Vitamin, Mineral: Vegetable
What Makes Veggies Healthy?
Vegetable and fruit consumption lowers the risk of heart disease, diabetes, and other chronic diseases. In many studies, eating them is associated with longer life. Lots of research shows the benefits of fresh fruit and vegetables. We know they are good for us, but what makes them healthy?
Vitamin Power
Fruits and vegetables are excellent sources of vitamins. Compared to the amount of calories, fruits and vegetables have a lot of vitamins. These vitamins are in a better form than vitamin pills. They are in a form your body can easily process and absorb. Vitamin pills often contain vitamins that are hard for your body to absorb and use.
Mineral Reaction
Minerals are required in a lot of chemical reactions that take place in your body’s cells. Vegetables are the best source for minerals, especially if you include nuts. Nuts are the #1 source of minerals. Beans are another good source of minerals, and so are green leafy vegetables. Seeds, like sunflower seeds, are another good way to get minerals. Like vitamins, minerals found in plants are more readily absorbed than minerals in pills.
Bigger Crops, Smaller Minerals
One of the downsides of modern vegetable farming is lower mineral and vitamin levels in vegetables. Soil today contains fewer minerals than 100 years ago. Also, the variety of vegetable plants grown are not necessarily the healthiest kinds, they are the most economical. Faster growing or higher producing type are preferred. Vegetable crops that produce more pounds per acre have fewer minerals per plant. So, we have to eat more veggies than our parents and grandparents to get the same vitamins and minerals.
Polly What Nows?
In addition to the well-known vitamins and minerals packed into fruits and veggies, plant-based foods have other helpful compounds. One of the most important groups of compounds is called polyphenols (Polly - FEE - nols). They help prevent disease.

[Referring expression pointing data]
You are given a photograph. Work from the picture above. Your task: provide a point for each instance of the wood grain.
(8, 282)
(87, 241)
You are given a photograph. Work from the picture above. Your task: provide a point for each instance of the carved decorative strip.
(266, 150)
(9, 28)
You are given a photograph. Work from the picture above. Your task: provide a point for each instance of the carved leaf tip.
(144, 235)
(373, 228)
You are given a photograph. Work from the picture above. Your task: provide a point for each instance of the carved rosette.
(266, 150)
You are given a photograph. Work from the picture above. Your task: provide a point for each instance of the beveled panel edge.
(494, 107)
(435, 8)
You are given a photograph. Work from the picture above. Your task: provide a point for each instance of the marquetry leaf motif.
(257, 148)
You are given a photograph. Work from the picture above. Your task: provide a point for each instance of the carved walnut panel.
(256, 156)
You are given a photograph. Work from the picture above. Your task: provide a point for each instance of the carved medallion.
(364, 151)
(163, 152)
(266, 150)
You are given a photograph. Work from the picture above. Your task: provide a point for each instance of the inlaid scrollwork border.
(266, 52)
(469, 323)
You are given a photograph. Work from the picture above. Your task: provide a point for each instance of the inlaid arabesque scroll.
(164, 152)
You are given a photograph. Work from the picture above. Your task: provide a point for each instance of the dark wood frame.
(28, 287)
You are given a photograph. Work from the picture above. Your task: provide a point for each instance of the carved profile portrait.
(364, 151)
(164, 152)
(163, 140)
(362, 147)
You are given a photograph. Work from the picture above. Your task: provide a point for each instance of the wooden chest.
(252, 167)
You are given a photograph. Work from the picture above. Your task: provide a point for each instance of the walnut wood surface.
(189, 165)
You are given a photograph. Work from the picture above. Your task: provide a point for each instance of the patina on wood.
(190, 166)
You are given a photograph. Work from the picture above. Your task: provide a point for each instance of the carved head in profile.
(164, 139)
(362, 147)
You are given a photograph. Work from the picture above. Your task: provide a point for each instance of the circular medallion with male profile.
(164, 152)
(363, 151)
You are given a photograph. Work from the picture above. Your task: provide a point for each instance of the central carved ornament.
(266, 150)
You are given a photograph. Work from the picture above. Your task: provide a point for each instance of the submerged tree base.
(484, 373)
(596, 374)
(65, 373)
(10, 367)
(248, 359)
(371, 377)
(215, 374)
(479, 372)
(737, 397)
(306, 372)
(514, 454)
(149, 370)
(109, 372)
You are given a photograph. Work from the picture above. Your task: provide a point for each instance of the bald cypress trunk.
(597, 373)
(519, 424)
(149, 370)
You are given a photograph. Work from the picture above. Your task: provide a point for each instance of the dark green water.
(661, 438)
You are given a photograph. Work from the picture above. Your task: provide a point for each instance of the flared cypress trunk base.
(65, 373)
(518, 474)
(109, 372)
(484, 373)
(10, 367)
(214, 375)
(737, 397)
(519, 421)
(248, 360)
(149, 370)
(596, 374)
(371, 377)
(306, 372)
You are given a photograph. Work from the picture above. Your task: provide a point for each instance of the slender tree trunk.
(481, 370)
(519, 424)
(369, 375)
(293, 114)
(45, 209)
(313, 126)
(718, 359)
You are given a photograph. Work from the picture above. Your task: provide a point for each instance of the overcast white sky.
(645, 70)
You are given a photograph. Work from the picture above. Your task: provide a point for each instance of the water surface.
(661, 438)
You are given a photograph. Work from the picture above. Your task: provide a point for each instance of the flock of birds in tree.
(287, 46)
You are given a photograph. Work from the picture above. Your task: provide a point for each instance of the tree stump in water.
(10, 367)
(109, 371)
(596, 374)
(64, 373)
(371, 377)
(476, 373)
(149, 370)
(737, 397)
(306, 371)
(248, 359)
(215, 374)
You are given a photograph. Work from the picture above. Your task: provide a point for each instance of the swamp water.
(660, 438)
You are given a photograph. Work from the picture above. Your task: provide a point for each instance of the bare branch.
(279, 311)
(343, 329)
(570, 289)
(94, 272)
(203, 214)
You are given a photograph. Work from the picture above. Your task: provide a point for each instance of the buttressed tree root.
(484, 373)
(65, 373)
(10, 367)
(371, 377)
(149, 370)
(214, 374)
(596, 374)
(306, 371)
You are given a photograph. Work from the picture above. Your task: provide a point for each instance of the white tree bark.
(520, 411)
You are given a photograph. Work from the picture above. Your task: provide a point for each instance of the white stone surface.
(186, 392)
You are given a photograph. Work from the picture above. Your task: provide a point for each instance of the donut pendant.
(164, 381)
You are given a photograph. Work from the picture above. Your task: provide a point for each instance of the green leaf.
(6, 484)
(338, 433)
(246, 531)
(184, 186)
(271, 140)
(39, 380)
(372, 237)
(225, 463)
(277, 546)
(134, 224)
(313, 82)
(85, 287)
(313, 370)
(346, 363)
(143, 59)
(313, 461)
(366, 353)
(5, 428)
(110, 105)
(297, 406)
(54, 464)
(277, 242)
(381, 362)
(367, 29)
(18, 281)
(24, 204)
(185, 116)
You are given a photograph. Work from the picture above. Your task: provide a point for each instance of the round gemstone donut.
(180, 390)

• [What is required] Carry on the article about vegetable nutrients from its final sentence, keeping its tone and heading style.

• [Your response]
Vitamin P
Back in the 1950s, one group of polyphenols was called Vitamin P. Today that group is called flavonoids (FLAY-va-noids) or, even fancier, bioflavonoids. Vitamin P is simpler, so we’ll use that.
Vitamin P is a huge group of compounds with all kinds of unpronounceable names. They help protect your body by vacuuming up bits that can damage cells. Those damaging bits are called free radicals. Like real-life radicals, they are constantly vandalizing things. In our body, they damage cells. Keeping free radicals in check helps prevent disease.
Vitamin P also protects against inflammation. Inflammation underlies many disease processes. Vitamin P compounds occur in parsley, onions, tea, bananas, apples, and citrus fruit among others.
Annoyed with Carrots - Carotenoids
Carotenoids get their name from carrots. You pronounce it like you are saying ‘carrot’ with a French accent and add ‘annoyed’ on the end: ‘carrót annoyed.’ These compounds give veggies their colour. They are the most common pigments in the natural world. They are in veggies, such as corn, carrots, tomatoes, sweet potatoes, and even dark green leafy vegetables. These compounds seem to protect against certain cancers, as well as keeping your eyes healthy.
Fooled by Plant Cholesterol
Another group of beneficial compounds are plant cholesterols called phytosterol - phyto, meaning plant. All plants have these compounds in varying amounts. These compounds look like cholesterol to your body, and so your body uses them in place of bad cholesterol, but in a healthier way. They lower the level of bad cholesterol in your body.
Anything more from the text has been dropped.